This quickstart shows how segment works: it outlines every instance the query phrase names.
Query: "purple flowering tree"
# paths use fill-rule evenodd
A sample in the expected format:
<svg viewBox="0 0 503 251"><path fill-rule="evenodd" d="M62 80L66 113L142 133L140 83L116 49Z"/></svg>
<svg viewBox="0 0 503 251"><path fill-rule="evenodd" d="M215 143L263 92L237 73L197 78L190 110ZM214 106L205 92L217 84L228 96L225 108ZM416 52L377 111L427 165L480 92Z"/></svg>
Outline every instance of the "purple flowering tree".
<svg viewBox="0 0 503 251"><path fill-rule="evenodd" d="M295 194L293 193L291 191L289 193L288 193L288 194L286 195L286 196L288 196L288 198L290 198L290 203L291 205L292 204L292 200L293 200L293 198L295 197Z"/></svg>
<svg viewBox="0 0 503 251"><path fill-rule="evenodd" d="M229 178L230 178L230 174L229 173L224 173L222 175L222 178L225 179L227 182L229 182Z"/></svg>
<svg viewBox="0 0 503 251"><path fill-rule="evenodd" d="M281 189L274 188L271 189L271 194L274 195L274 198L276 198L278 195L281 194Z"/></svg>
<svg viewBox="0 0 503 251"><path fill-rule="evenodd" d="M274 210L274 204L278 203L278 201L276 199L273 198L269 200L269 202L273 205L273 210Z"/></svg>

Stated goal: Retype the whole listing above, every line of it, without changing a single character.

Worked solution:
This quickstart shows how segment works: it outlines every instance the query phrase names.
Query: "purple flowering tree"
# paths use fill-rule evenodd
A sample in the expected format:
<svg viewBox="0 0 503 251"><path fill-rule="evenodd" d="M62 80L66 113L142 133L140 83L116 49Z"/></svg>
<svg viewBox="0 0 503 251"><path fill-rule="evenodd" d="M215 143L263 92L237 73L197 78L190 110ZM214 106L205 92L217 84L228 96L225 108ZM416 52L377 111L427 165L480 92Z"/></svg>
Outline every instance of the "purple flowering tree".
<svg viewBox="0 0 503 251"><path fill-rule="evenodd" d="M295 194L293 193L291 191L289 193L288 193L288 194L286 195L286 196L288 196L288 198L290 198L290 203L291 205L292 204L292 200L293 200L293 198L295 197Z"/></svg>
<svg viewBox="0 0 503 251"><path fill-rule="evenodd" d="M229 178L230 178L230 174L229 173L224 173L222 175L222 178L225 179L227 182L229 182Z"/></svg>
<svg viewBox="0 0 503 251"><path fill-rule="evenodd" d="M281 189L274 188L271 189L271 194L274 195L274 198L276 198L278 195L281 194Z"/></svg>
<svg viewBox="0 0 503 251"><path fill-rule="evenodd" d="M274 210L274 204L278 203L278 201L276 199L273 198L269 200L269 202L273 205L273 210Z"/></svg>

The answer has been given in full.